__Activity__
Bring together copies of the lines in the data below that contain the word "lamp".

__Data section__

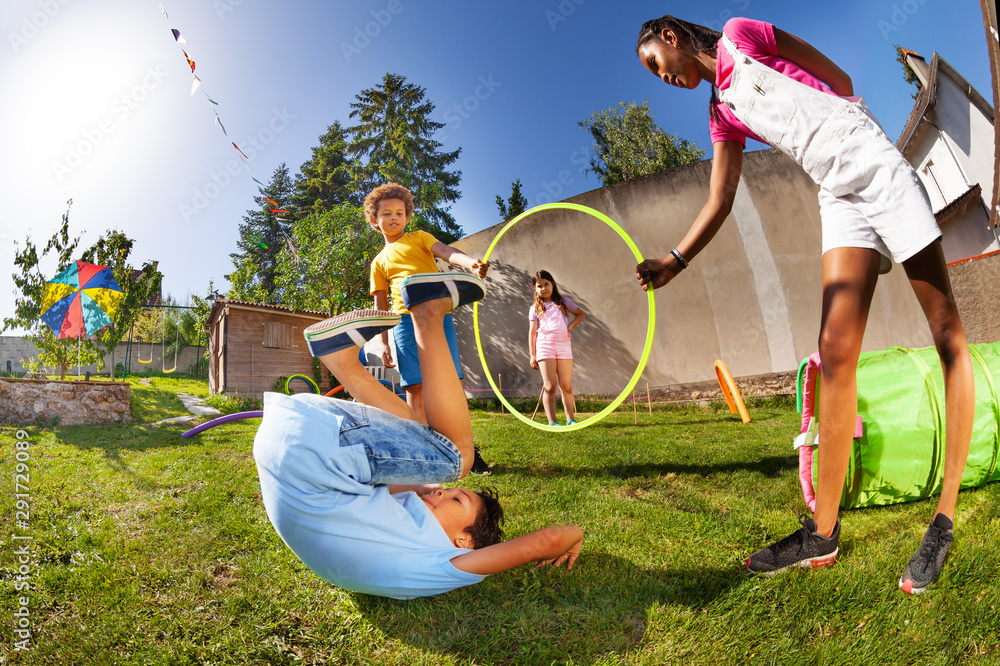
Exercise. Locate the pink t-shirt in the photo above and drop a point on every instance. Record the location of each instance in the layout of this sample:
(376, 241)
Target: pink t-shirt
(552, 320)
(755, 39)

---

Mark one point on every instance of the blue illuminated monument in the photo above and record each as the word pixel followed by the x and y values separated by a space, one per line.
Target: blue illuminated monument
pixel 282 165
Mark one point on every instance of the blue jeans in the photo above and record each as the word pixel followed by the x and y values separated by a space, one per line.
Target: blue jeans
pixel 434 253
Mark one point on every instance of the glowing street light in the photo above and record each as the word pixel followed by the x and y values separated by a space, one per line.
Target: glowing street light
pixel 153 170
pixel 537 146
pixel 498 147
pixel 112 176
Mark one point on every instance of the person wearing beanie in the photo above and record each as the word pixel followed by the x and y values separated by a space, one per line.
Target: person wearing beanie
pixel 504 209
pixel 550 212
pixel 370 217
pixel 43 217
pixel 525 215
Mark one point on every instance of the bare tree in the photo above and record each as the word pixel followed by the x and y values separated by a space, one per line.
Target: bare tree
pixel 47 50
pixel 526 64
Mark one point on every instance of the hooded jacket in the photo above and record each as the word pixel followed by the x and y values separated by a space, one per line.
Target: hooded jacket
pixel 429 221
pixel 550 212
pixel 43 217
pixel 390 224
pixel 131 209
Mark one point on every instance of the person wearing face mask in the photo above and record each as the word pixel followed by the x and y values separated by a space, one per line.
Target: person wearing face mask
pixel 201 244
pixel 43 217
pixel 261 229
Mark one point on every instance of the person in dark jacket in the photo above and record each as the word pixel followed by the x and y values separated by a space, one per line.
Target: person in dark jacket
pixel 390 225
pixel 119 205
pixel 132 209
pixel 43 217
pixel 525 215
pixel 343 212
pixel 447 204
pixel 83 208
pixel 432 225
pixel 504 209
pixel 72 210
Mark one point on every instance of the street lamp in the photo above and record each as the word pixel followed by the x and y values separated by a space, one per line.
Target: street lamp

__Answer section__
Mark one point on every instance of the street lamp in the photo above and record each as the word pixel followed by the x and y values separated by a space, one per line.
Target: street lamp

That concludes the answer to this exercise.